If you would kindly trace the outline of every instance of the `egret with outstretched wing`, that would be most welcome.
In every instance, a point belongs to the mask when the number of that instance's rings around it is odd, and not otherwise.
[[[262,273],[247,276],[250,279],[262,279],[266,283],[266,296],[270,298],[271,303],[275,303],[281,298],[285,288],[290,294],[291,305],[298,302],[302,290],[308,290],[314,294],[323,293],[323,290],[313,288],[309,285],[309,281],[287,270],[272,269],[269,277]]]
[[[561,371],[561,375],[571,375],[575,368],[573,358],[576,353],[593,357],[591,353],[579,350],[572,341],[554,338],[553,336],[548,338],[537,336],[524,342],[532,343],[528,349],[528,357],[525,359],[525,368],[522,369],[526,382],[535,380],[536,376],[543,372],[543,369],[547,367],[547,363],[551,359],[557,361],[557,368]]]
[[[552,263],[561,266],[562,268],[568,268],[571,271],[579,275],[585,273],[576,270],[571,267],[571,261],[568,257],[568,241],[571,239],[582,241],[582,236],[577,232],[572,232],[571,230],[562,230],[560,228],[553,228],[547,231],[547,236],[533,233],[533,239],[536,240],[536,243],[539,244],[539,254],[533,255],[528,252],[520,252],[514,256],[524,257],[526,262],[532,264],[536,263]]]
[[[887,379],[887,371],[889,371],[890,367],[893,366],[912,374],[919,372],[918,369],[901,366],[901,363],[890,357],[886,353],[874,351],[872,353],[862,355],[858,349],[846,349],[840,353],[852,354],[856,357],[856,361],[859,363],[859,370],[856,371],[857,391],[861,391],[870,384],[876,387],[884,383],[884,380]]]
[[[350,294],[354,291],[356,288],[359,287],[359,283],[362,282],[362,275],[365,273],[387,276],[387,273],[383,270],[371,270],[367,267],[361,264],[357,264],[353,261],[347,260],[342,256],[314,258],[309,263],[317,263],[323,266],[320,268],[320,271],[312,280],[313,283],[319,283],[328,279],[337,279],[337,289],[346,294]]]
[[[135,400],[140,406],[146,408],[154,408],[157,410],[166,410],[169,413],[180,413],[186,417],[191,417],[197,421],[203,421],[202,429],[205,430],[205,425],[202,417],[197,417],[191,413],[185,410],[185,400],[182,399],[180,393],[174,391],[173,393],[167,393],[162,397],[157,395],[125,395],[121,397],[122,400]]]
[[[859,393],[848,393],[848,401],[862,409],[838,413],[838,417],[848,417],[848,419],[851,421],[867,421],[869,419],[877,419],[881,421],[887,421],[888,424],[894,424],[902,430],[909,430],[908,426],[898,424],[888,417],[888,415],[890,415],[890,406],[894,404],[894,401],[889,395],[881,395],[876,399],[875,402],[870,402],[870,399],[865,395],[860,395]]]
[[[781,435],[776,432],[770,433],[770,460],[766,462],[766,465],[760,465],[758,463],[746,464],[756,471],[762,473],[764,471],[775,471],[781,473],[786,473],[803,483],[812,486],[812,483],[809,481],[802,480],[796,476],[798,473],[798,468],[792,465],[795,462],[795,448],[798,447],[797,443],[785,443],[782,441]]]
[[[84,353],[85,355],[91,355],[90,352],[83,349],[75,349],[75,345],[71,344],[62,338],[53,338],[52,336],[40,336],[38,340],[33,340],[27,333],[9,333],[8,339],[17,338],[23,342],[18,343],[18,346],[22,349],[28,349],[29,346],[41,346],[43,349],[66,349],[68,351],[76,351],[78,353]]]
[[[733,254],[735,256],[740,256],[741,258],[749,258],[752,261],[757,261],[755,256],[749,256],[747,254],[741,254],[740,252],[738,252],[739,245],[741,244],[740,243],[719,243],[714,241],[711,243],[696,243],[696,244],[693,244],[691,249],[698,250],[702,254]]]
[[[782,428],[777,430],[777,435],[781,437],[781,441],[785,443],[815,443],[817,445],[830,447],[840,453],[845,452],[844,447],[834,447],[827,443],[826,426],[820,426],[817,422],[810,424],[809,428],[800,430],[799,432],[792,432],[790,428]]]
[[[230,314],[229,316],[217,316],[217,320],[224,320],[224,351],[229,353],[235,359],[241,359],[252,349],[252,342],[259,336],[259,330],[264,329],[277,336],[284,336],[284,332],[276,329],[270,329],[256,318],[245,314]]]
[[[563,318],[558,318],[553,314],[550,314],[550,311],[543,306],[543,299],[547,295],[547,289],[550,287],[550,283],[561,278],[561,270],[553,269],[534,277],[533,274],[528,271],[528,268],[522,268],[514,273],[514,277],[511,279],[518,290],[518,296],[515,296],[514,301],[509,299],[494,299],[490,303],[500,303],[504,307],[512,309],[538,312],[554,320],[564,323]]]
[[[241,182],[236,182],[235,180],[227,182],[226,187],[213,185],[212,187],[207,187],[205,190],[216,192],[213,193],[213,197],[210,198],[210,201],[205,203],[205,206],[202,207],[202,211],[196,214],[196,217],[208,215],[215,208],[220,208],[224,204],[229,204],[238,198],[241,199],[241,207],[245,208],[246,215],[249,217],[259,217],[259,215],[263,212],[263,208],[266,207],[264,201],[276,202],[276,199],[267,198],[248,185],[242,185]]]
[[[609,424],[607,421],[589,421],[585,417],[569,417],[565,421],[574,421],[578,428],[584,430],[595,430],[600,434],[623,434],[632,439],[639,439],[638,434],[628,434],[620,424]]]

____________

### Brief
Reproduce these lines verbatim, from the first through the last.

### Task result
If you would kindly trace the outline of every instance of the `egret with outstretched wing`, that would be most welcome.
In every instance, a point belongs to the mask when the number of that instance's rings around it is odd, and not otherwise.
[[[262,273],[247,276],[250,279],[262,279],[266,283],[266,296],[270,298],[271,303],[275,303],[281,298],[285,288],[290,294],[291,305],[298,302],[302,290],[308,290],[314,294],[323,293],[323,290],[313,288],[309,285],[309,281],[287,270],[272,269],[269,277]]]
[[[561,371],[561,375],[571,375],[575,368],[573,358],[576,353],[593,357],[591,353],[579,350],[572,341],[554,338],[553,336],[548,338],[537,336],[524,342],[532,343],[528,349],[528,357],[525,359],[525,368],[522,369],[526,382],[535,380],[536,376],[543,372],[543,369],[547,367],[547,363],[551,359],[557,361],[557,368]]]
[[[552,263],[561,266],[562,268],[568,268],[571,271],[579,275],[585,273],[576,270],[571,267],[571,261],[568,257],[568,241],[571,239],[582,241],[582,236],[577,232],[572,232],[571,230],[562,230],[560,228],[553,228],[547,231],[547,236],[533,233],[533,239],[536,240],[536,243],[539,244],[539,254],[533,255],[528,252],[520,252],[514,256],[524,257],[526,262],[532,264],[536,263]]]
[[[887,379],[887,371],[889,371],[890,367],[893,366],[912,374],[919,372],[918,369],[901,366],[901,363],[890,357],[886,353],[874,351],[872,353],[862,355],[858,349],[846,349],[840,353],[852,354],[856,357],[856,361],[859,363],[859,370],[856,371],[857,391],[861,391],[870,384],[876,387],[884,383],[884,380]]]
[[[350,294],[354,291],[356,288],[359,287],[359,283],[362,282],[362,275],[365,273],[387,276],[387,273],[383,270],[371,270],[367,267],[361,264],[357,264],[353,261],[347,260],[342,256],[314,258],[309,263],[317,263],[323,266],[320,268],[320,271],[312,280],[313,283],[319,283],[328,279],[337,279],[337,289],[346,294]]]
[[[135,400],[140,406],[146,408],[154,408],[157,410],[166,410],[169,413],[180,413],[186,417],[191,417],[197,421],[203,421],[202,429],[205,430],[205,425],[202,417],[197,417],[191,413],[185,410],[185,400],[182,399],[180,393],[174,391],[173,393],[167,393],[162,397],[157,395],[125,395],[121,397],[122,400]]]
[[[859,393],[848,393],[848,401],[862,409],[838,413],[838,417],[848,417],[848,419],[851,421],[867,421],[869,419],[877,419],[881,421],[887,421],[888,424],[894,424],[902,430],[909,430],[908,426],[898,424],[888,417],[888,415],[890,415],[890,406],[894,404],[894,401],[889,395],[881,395],[876,399],[875,402],[870,402],[870,399],[865,395],[860,395]]]
[[[781,435],[776,432],[770,433],[770,460],[766,462],[766,465],[760,465],[758,463],[746,464],[756,471],[762,473],[764,471],[775,471],[781,473],[786,473],[803,483],[812,486],[812,483],[809,481],[802,480],[796,476],[798,473],[798,468],[792,465],[795,462],[795,448],[798,447],[797,443],[785,443],[782,441]]]
[[[84,353],[85,355],[91,355],[90,352],[83,349],[75,349],[75,345],[71,344],[62,338],[53,338],[52,336],[40,336],[38,340],[33,340],[27,333],[9,333],[8,339],[17,338],[23,342],[18,343],[18,346],[22,349],[28,349],[29,346],[41,346],[43,349],[66,349],[68,351],[76,351],[78,353]]]
[[[733,254],[735,256],[740,256],[741,258],[749,258],[752,261],[757,261],[755,256],[749,256],[747,254],[741,254],[740,252],[738,252],[739,245],[741,244],[740,243],[719,243],[714,241],[711,243],[696,243],[696,244],[693,244],[691,249],[698,250],[702,254]]]
[[[782,428],[777,430],[777,435],[781,437],[781,441],[785,443],[815,443],[817,445],[830,447],[840,453],[845,452],[844,447],[834,447],[827,443],[826,426],[820,426],[817,422],[810,424],[809,428],[800,430],[799,432],[792,432],[790,428]]]
[[[230,314],[229,316],[217,316],[217,320],[224,320],[224,351],[229,353],[235,359],[241,359],[252,349],[252,342],[259,336],[259,330],[264,329],[277,336],[284,336],[284,332],[276,329],[270,329],[256,318],[245,314]]]
[[[563,318],[558,318],[553,314],[550,314],[550,311],[543,306],[543,299],[547,295],[547,289],[550,287],[550,283],[561,278],[561,270],[553,269],[534,277],[533,274],[528,271],[528,268],[522,268],[514,273],[514,277],[511,279],[518,290],[518,296],[515,296],[514,301],[509,299],[494,299],[490,303],[500,303],[504,307],[512,309],[538,312],[554,320],[564,323]]]
[[[241,182],[236,182],[235,180],[227,182],[226,187],[213,185],[212,187],[207,187],[205,190],[216,192],[213,193],[213,197],[210,198],[210,201],[205,203],[205,206],[202,207],[202,211],[196,214],[196,217],[208,215],[215,208],[220,208],[224,204],[229,204],[238,198],[241,199],[241,207],[245,208],[246,215],[249,217],[259,217],[259,215],[263,212],[263,208],[266,207],[264,201],[276,202],[276,199],[267,198],[248,185],[242,185]]]
[[[609,424],[607,421],[589,421],[585,417],[569,417],[565,421],[574,421],[578,428],[584,430],[595,430],[600,434],[623,434],[632,439],[639,439],[638,434],[628,434],[620,424]]]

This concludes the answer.